» **Requirement A**
Using the forum post on relationships below, rewrite the part from "One of the ladies" up to and including "ankle was okay.", changing "yards" to "feet".

» **Source passage**

Contrary to what it says on the bottom, this response is to the OP:

For me, I prefer to just let relationships happen. I don't go looking for them, they come to me.

To the outside world, there are plenty of times I appear to be monogamous. I've gone years with a single partner (which has caused some issues, but that's a discussion for another day).

One of the ladies with whom I'm involved literally "fell into my life". I was at school, a few years ago (I was a fifty-year-old, "non-traditional student") and there was another student (also an older, "non-traditional student") who frequently crossed paths with me, due to class schedules and locations.

She was beautiful and had a helluva shape and a penchant for wearing high heals (usually boots). I used to "stare" at her as surreptitiously as possible. One day, as she was walking by, she fell, just a few yards from where I was sitting with friends. I ran over and helped her up and let her lean on me until she was sure her ankle was okay.

I heard her accent and asked (in Russian) if she was Russian or Polish. She answered: "Polish" and I was able to say a few phrases in Polish, which she enjoyed, immensely.

» **Requirement B**
Format the records below as a Markdown table, from the first line up to and including the line with "[211,180,276,191]". Use a "Row" column for the row number and a "Line" column for the line, and skip blank lines.

» **Exercise input**
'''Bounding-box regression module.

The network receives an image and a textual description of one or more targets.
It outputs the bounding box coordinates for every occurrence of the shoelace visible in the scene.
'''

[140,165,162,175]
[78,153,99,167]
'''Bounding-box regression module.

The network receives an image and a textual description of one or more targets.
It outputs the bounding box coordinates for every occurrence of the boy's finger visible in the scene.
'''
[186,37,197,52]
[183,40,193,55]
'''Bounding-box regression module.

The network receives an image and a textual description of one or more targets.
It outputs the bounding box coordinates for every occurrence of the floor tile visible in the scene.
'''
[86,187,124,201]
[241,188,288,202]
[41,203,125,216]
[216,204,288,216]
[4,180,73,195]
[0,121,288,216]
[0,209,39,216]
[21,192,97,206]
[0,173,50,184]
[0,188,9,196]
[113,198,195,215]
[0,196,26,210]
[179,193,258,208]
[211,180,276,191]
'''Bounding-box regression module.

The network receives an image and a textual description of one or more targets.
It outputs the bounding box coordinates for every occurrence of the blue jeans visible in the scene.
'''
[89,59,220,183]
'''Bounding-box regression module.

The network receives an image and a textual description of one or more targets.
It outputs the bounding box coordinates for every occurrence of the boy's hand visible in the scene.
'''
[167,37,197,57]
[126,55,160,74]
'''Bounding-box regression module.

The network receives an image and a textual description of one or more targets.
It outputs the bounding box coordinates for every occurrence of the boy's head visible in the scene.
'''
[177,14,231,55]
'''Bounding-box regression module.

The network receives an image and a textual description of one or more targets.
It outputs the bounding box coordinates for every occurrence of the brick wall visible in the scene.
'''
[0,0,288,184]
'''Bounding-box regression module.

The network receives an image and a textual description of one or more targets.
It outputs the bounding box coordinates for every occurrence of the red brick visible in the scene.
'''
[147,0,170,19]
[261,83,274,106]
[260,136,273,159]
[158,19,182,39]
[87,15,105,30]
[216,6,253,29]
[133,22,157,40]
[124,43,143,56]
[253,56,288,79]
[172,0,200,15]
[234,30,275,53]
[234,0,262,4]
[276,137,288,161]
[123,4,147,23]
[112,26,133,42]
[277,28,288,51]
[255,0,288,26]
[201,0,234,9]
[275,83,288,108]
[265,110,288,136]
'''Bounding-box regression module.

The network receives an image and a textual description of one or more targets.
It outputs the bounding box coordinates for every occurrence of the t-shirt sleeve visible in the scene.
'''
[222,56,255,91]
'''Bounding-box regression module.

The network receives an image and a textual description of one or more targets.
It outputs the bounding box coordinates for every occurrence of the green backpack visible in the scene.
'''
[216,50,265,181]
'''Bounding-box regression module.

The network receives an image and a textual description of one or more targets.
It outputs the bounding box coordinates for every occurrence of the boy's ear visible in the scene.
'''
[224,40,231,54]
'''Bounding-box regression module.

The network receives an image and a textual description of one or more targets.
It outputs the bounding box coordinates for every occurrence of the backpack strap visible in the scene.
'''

» **Exercise output A**
One of the ladies with whom I'm involved literally "fell into my life". I was at school, a few years ago (I was a fifty-year-old, "non-traditional student") and there was another student (also an older, "non-traditional student") who frequently crossed paths with me, due to class schedules and locations.

She was beautiful and had a helluva shape and a penchant for wearing high heals (usually boots). I used to "stare" at her as surreptitiously as possible. One day, as she was walking by, she fell, just a few feet from where I was sitting with friends. I ran over and helped her up and let her lean on me until she was sure her ankle was okay.

» **Exercise output B**
| Row | Line |
|---|---|
| 1 | '''Bounding-box regression module. |
| 2 | The network receives an image and a textual description of one or more targets. |
| 3 | It outputs the bounding box coordinates for every occurrence of the shoelace visible in the scene. |
| 4 | ''' |
| 5 | [140,165,162,175] |
| 6 | [78,153,99,167] |
| 7 | '''Bounding-box regression module. |
| 8 | The network receives an image and a textual description of one or more targets. |
| 9 | It outputs the bounding box coordinates for every occurrence of the boy's finger visible in the scene. |
| 10 | ''' |
| 11 | [186,37,197,52] |
| 12 | [183,40,193,55] |
| 13 | '''Bounding-box regression module. |
| 14 | The network receives an image and a textual description of one or more targets. |
| 15 | It outputs the bounding box coordinates for every occurrence of the floor tile visible in the scene. |
| 16 | ''' |
| 17 | [86,187,124,201] |
| 18 | [241,188,288,202] |
| 19 | [41,203,125,216] |
| 20 | [216,204,288,216] |
| 21 | [4,180,73,195] |
| 22 | [0,121,288,216] |
| 23 | [0,209,39,216] |
| 24 | [21,192,97,206] |
| 25 | [0,173,50,184] |
| 26 | [0,188,9,196] |
| 27 | [113,198,195,215] |
| 28 | [0,196,26,210] |
| 29 | [179,193,258,208] |
| 30 | [211,180,276,191] |